- _PROBLEM SET_:
**a.** Reproduce everything in the post about the Yellow Submarine remake from "If you have seen" down to "the Disney name.".
**b.** According to the post on the Yellow Submarine remake, at which event is the remake planned to premiere?
**c.** List the first names of the Beatles mentioned in the post on the Yellow Submarine remake.
+++ DOCUMENT SEGMENT +++
Now here’s a movie I never would have imagined being slated for a remake. Robert Zemeckis and Walt Disney Studios have acquired the rights to the 1968 animated Beatles film, Yellow Submarine, as well as the musical rights for the sixteen songs featured in the movie. The plan is to utilize Zemeckis’s motion-capture animation technology to make a remake to premiere in London’s 2012 Summer Olympic Games.
If you haven’t seen the original Yellow Submarine, you’re missing out on quite the psychedelic treat. The animated movie sees the utopian world of Pepperland and its heroes, Sgt. Pepper’s Lonely Hearts Club Band, under attack by the bizarre Blue Meanies. One survivor is sent to England to find help, which winds up coming in the form of the Fab Four themselves, the Beatles. Even though it’s probably my favorite of the Beatles’ movies, the quartet don’t really even appear in the movie, with other actors voicing the animated versions of Paul, George, John, and Ringo.
If you have seen the original movie, you know how odd it is that anyone would make a remake of the film. I can’t exactly say the movie is a good movie and that’s why it shouldn’t be remade. It’s almost like the original is just too bizarre and surreal for any kind of remake, particularly one that carries the Disney name.
+++ PROVIDED DATA +++
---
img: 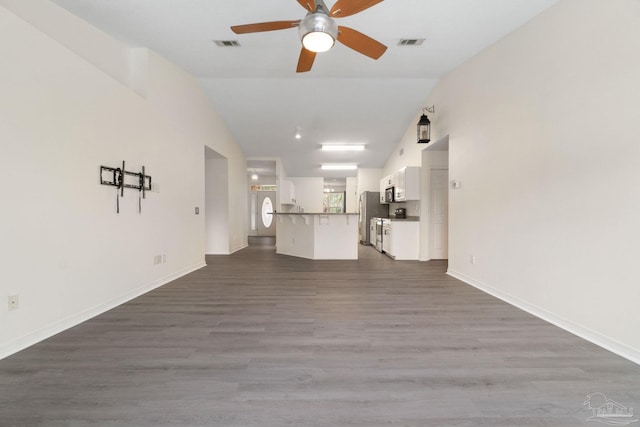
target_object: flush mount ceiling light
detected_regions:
[322,144,364,151]
[320,164,358,171]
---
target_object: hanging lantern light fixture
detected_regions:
[418,105,436,144]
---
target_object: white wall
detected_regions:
[0,0,247,357]
[290,177,324,213]
[357,168,384,196]
[416,0,640,362]
[345,176,360,212]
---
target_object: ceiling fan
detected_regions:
[231,0,387,73]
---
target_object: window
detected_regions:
[322,191,346,213]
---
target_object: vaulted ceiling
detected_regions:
[52,0,558,177]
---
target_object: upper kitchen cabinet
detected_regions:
[380,175,394,205]
[278,179,296,205]
[394,166,420,202]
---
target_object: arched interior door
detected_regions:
[256,191,276,236]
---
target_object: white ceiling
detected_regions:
[52,0,558,177]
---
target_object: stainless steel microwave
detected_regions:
[384,187,396,203]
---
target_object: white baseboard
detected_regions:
[447,270,640,365]
[231,243,249,254]
[0,260,206,360]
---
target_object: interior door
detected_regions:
[255,191,276,236]
[429,169,449,259]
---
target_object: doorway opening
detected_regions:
[204,146,229,255]
[420,135,449,261]
[247,160,277,239]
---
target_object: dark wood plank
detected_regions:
[0,242,640,427]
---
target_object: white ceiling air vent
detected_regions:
[213,40,240,47]
[398,39,424,46]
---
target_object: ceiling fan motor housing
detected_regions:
[298,11,338,52]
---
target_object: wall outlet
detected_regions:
[7,295,20,311]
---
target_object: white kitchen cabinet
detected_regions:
[380,174,395,205]
[369,218,378,247]
[382,221,393,252]
[395,166,420,202]
[278,179,296,205]
[382,221,420,260]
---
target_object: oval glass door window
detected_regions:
[262,197,273,228]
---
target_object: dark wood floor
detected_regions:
[0,244,640,427]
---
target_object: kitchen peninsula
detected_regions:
[273,212,359,259]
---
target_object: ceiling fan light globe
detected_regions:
[302,31,335,53]
[298,13,338,53]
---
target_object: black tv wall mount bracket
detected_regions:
[100,160,151,213]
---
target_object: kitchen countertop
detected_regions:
[389,215,420,222]
[271,212,360,215]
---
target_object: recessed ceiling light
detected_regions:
[320,164,358,171]
[213,40,240,47]
[322,144,364,151]
[398,39,425,46]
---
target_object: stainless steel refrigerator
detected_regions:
[358,191,389,245]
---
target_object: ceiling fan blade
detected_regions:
[231,19,300,34]
[298,0,316,12]
[296,48,316,73]
[338,26,387,59]
[329,0,383,18]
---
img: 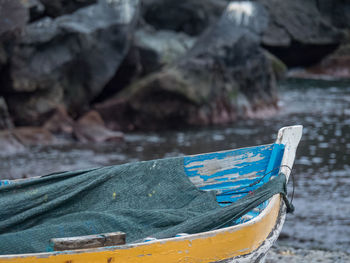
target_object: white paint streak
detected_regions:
[186,153,264,176]
[225,2,256,25]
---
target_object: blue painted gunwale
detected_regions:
[184,144,284,224]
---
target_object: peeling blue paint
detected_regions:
[184,144,284,224]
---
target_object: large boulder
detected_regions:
[0,0,29,36]
[0,0,138,125]
[142,0,227,36]
[258,0,344,67]
[317,0,350,29]
[96,25,195,101]
[96,1,276,129]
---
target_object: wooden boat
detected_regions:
[0,126,302,263]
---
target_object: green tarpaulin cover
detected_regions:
[0,157,286,254]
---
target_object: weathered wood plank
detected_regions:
[50,232,126,251]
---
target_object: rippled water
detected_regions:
[0,80,350,252]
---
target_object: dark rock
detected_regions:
[142,0,227,36]
[0,0,29,36]
[317,0,350,28]
[0,0,138,125]
[95,27,195,102]
[96,2,276,129]
[6,84,64,126]
[22,0,45,22]
[0,130,25,156]
[43,105,74,135]
[12,127,55,146]
[259,0,344,67]
[289,44,350,79]
[265,51,288,81]
[74,111,123,142]
[40,0,97,17]
[134,28,195,69]
[0,97,13,130]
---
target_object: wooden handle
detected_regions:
[50,232,126,251]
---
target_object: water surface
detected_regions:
[0,80,350,253]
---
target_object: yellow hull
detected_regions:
[0,195,283,263]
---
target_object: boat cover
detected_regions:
[0,157,292,254]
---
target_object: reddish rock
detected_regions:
[13,127,55,146]
[0,130,25,155]
[74,110,123,142]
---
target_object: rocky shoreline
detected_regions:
[265,246,350,263]
[0,0,350,152]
+++
- _WRITTEN ANSWERS_:
**a.**
If you have seen the original movie, you know how odd it is that anyone would make a remake of the film. I can’t exactly say the movie is a good movie and that’s why it shouldn’t be remade. It’s almost like the original is just too bizarre and surreal for any kind of remake, particularly one that carries the Disney name.

**b.** London's 2012 Summer Olympic Games.

**c.** Paul, George, John, Ringo